Written exercise> Change every "photo" in the lines below to "image" and leave everything else as it is. Omit the pictures from your answer.

Source material>
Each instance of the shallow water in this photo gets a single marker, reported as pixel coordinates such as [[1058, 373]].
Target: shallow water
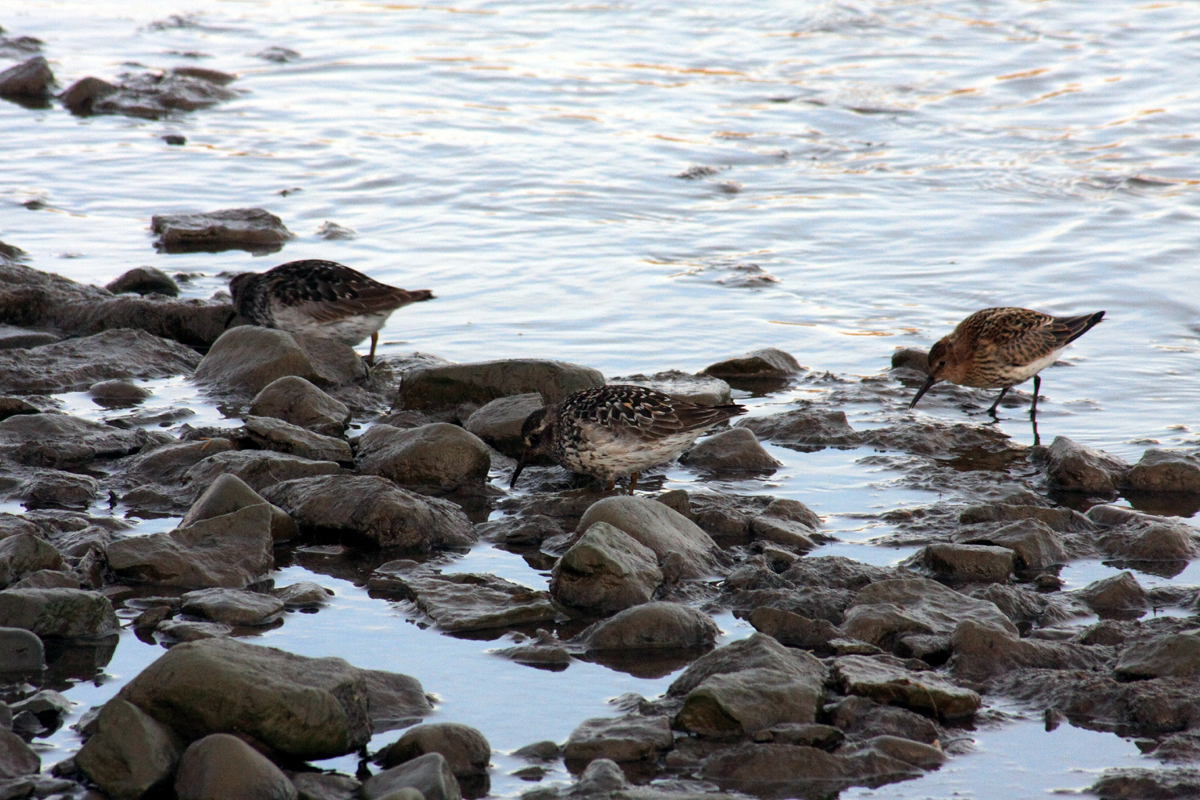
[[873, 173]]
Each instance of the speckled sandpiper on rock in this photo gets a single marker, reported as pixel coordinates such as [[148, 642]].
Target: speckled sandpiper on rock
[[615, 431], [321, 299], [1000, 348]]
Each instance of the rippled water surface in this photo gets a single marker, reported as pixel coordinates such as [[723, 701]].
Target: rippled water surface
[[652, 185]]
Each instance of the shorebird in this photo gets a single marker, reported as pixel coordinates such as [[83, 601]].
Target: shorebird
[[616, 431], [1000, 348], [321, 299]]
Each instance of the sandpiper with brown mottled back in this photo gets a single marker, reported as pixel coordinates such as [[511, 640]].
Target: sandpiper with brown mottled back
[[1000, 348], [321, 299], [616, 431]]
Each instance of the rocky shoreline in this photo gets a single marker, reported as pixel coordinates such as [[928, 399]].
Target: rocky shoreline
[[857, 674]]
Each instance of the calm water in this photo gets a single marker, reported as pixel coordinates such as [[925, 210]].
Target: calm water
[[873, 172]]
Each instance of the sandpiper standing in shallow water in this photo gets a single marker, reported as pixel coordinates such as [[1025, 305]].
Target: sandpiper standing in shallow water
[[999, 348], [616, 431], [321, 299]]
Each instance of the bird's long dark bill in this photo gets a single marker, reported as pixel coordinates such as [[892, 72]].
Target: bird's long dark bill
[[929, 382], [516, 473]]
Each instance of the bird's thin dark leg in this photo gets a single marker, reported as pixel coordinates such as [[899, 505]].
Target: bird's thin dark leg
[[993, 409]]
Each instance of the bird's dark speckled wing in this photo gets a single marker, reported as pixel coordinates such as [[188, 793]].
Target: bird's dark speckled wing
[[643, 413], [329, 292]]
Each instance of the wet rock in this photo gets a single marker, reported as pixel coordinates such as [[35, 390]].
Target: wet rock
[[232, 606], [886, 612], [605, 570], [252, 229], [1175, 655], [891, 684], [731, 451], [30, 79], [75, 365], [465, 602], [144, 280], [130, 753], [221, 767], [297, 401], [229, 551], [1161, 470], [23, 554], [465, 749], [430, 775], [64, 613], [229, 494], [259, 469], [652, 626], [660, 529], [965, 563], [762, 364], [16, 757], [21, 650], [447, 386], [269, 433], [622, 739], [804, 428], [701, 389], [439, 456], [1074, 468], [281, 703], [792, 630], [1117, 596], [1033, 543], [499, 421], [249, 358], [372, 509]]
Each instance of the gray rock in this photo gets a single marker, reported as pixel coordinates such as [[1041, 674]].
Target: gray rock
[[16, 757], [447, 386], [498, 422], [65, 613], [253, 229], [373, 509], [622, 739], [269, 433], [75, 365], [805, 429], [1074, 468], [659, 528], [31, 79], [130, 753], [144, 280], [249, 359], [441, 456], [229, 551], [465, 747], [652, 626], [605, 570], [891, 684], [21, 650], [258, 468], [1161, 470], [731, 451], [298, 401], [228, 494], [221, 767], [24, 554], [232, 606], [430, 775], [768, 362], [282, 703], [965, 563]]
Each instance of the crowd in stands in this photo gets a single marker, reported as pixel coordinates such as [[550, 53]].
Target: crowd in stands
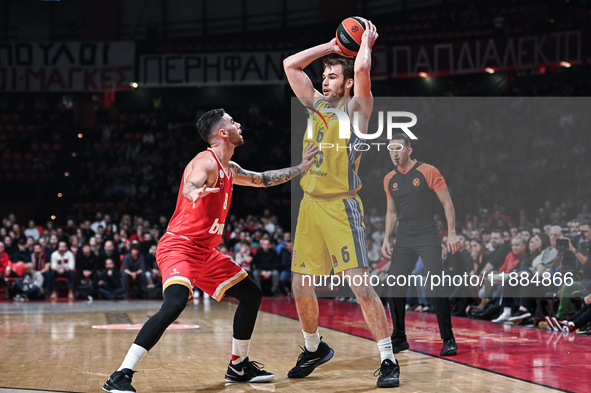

Completed task>
Each instance of the shallow water in this image gets a single marker, reported as pixel coordinates such as [[1058, 373]].
Target: shallow water
[[873, 173]]
Each instance of the speckled sandpiper on rock in this image gets a single marker, reported as pixel coordinates such as [[148, 642]].
Target: speckled sandpiper on rock
[[615, 431], [321, 299], [1000, 348]]
Each instance of the rippled water surface in this image gets a single marker, reported as pixel coordinates such as [[723, 701]].
Target: rippled water surface
[[652, 185]]
Each instance of the shorebird in this image gets a single marker, reported as pixel coordinates such as [[83, 601]].
Target: shorebird
[[616, 431], [1000, 348], [321, 299]]
Each instance of the sandpiper with brown mottled back in this image gets a single marker, reported as pixel coordinates such as [[511, 640]].
Target: sandpiper with brown mottled back
[[1000, 348], [321, 299], [616, 431]]
Each instance of the rocky shoreline in this image gets a single marker, reported as pixel coordinates such as [[928, 399]].
Target: rocky shoreline
[[857, 674]]
Each instance of the calm water in this image gets a single marker, reported as pixel coordinates such as [[925, 210]].
Target: calm water
[[873, 172]]
Each instance of the sandpiper standing in shallow water in this image gets a single marker, reported as pixel coordinates such as [[1025, 305]].
Target: sandpiper standing in shallow water
[[999, 348], [616, 431], [321, 299]]
Each instance of the bird's long dark bill in this image gets a single marker, reported as pixel coordinates such as [[892, 72]].
Target: bird's long dark bill
[[929, 382], [516, 473]]
Each instance of the bird's thin dark leg in this image gets a single marker, reported as pixel coordinates such as [[899, 505]].
Target: bird's thin dark leg
[[993, 409]]
Each instance of the bird's dark speckled wing in this image gets a single marker, reported as pixel coordinates such as [[188, 793]].
Target: bird's dark speckled wing
[[643, 413], [329, 292]]
Each instance of the wet rock in this image gets a single marker, reported as pixel coordinates such as [[35, 390]].
Target: wet rock
[[232, 606], [886, 612], [605, 570], [252, 229], [1175, 655], [891, 684], [731, 451], [30, 79], [75, 365], [465, 602], [144, 280], [130, 753], [221, 767], [297, 401], [229, 551], [1161, 470], [23, 554], [465, 749], [430, 775], [64, 613], [229, 494], [259, 469], [652, 626], [660, 529], [965, 563], [762, 364], [16, 757], [21, 650], [447, 386], [269, 433], [622, 739], [804, 428], [701, 389], [439, 456], [1074, 468], [281, 703], [792, 630], [1117, 596], [1033, 543], [499, 421], [249, 358], [372, 509]]
Each instance of the gray rock in this image gets a single marker, reported as pixel coordinates such as [[1041, 674]].
Target: gray rock
[[16, 757], [447, 386], [498, 422], [65, 613], [253, 229], [373, 509], [622, 739], [269, 433], [75, 365], [805, 429], [1074, 468], [659, 528], [31, 79], [130, 753], [144, 280], [249, 359], [441, 456], [229, 551], [465, 747], [652, 626], [605, 570], [891, 684], [21, 650], [258, 468], [1161, 470], [731, 451], [298, 401], [228, 494], [221, 767], [24, 554], [232, 606], [430, 775], [768, 362], [282, 703], [965, 563]]
Each instance of the crowd in stands in this image gets a single marker, reported as pixel coordinates such as [[550, 53]].
Target: crowd in stands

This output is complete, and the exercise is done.